Name every art association that the artist profile below lists as one where April Raber is a signature member.

READING PASSAGE:
- Opening Delimiter -

April Raber, 2018 featured artist

California Images & HistoryApril 27, 28 & 29, 2018

This year, the Festival of Arts is delighted to feature the art of April Raber. As a signature member of several prestigious art associations, including Oil Painters of America, California Art Club, and the Laguna Plein Air Painters Association, her diverse body of work has been heralded by artists, critics and collectors alike. This artist is internationally known for her oil paintings, which capture the inner relationship between nature and life in a unique way and with a provocative perspective.

To understand April’s unique perspective, you need to understand a little about her history. While trying to make a living in art straight out of college and painting “pretty” scenes of the big Utah landscape, as well as running a non-stop schedule, April’s life was suddenly and most dramatically altered as a result of a devastating cancer diagnosis. Her life, her voice and her artistic vision was permanently impacted. As a young and budding artist, her concerns were now reshaped from visions of calm and peaceful horizons, to literally facing the terror and the unknown face of death. April reflects upon this period of her life in an upbeat and positive way: She says that it gave her time to literally stop – to quit work, quit the normal demands of life, and to read, open her mind and to literally contemplate the meaning of life and to find her inner self.

Once her health started to improve, April’s work started shifting; she found peace and a way to process her illness and to cope through her artistic voice. She went through a “symbolic” phase where images of snakes and doves and the like would appear in her work. During this time she moved to an Indian Reservation where she found a simple, peaceful and tranquil life, living in a primitive fashion as “one” with the land. She refers to this period as her “reflective time in life” – where her body started to heal and where she produced “quiet” atmospheric landscapes.

- Closing Delimiter -

ENTRIES PROVIDED:
- Opening Delimiter -

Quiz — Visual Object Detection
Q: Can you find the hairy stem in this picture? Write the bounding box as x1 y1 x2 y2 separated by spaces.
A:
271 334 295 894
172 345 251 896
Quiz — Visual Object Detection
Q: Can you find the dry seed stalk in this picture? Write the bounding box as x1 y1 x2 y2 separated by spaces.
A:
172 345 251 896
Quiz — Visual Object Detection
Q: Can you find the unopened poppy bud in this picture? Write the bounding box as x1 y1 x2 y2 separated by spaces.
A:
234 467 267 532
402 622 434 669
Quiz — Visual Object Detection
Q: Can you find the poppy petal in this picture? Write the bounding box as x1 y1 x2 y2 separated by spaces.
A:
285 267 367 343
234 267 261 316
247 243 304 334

- Closing Delimiter -
- Opening Delimiter -

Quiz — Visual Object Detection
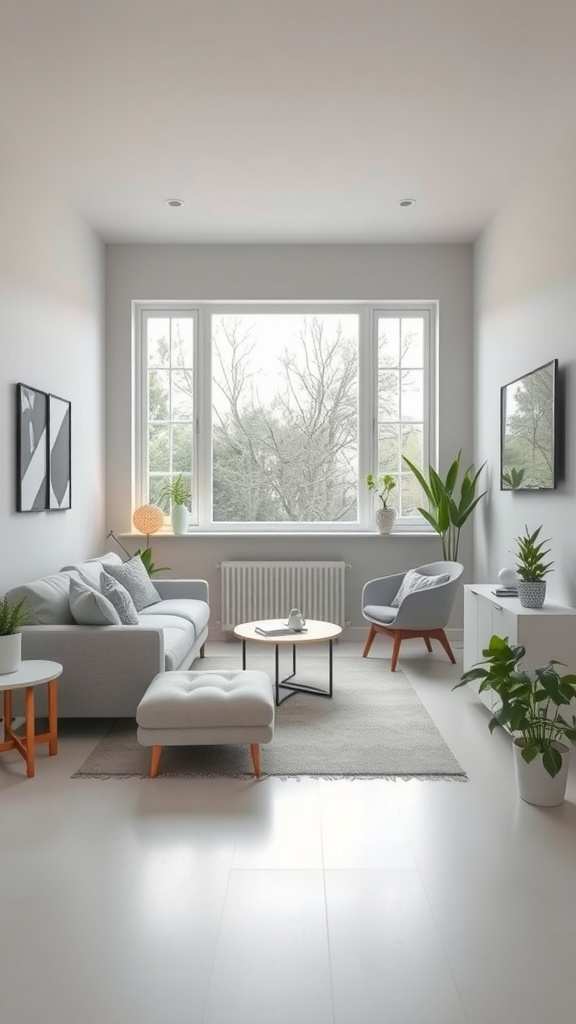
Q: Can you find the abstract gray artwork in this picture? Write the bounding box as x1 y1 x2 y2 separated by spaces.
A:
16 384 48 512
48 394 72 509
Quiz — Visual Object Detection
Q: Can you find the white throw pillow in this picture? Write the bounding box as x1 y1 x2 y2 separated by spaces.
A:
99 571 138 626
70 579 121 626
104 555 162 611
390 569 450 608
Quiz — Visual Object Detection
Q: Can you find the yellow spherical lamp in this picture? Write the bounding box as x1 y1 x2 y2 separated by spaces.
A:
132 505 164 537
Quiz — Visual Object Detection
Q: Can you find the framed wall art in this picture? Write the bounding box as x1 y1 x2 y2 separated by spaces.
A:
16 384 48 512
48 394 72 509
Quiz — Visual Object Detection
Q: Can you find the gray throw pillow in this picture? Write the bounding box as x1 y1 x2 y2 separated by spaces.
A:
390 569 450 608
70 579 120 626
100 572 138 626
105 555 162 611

- Closing Delimiter -

YOUR RESPONSE: Oil Painters of America, California Art Club, Laguna Plein Air Painters Association